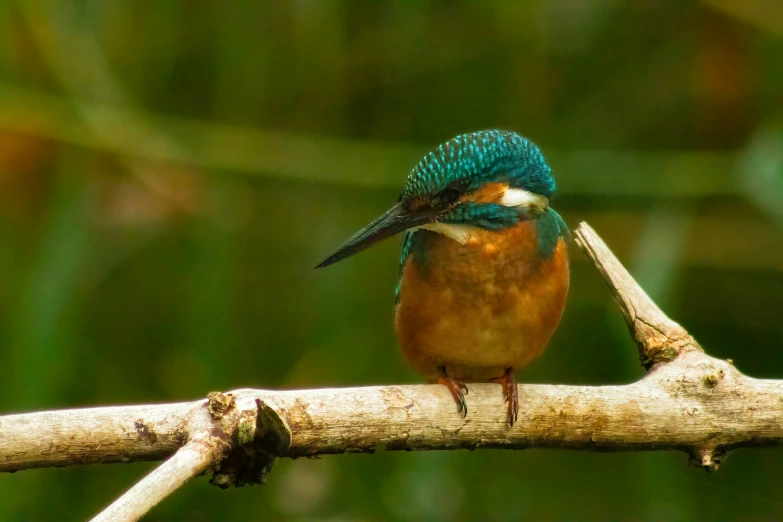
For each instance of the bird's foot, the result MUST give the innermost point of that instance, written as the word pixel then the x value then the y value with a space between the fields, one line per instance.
pixel 510 394
pixel 457 388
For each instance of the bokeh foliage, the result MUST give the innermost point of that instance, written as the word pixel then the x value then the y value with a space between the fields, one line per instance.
pixel 171 171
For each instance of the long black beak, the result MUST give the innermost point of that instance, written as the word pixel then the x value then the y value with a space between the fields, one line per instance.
pixel 395 220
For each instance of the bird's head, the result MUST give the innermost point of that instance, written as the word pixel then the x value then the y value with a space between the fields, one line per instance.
pixel 489 180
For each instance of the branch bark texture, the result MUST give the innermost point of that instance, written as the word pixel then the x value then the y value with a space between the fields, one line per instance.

*SET TASK*.
Write out every line above word for word, leaving out the pictures.

*RESULT OF THE TASK*.
For each instance of the bird's foot, the result MUST give the innermost point of that instance, written as the word pixel then the x value then the y value with a space between the fields, one line per instance.
pixel 510 394
pixel 457 388
For each instance of the bokeh foliage, the result MUST give the innermost point of that instance, written as the word pixel then the x value then the y value with a space between the fields, one line per instance.
pixel 171 171
For each instance of the long black beak, the result MUST give the innermost point of that instance, written as the word pixel then the x value then the y value with a space between the fields, one line per instance.
pixel 395 220
For each instance of the bird's head, the result MUST give the innermost point of that instance, written as the word pixel then the x value then the y value with a space between the fields, one line per instance.
pixel 489 180
For each instance of the branch bark texture, the result MUST give the innermost point of that instance, written as the word pixel then the x value then the y value with a space between the fields, one line per instance.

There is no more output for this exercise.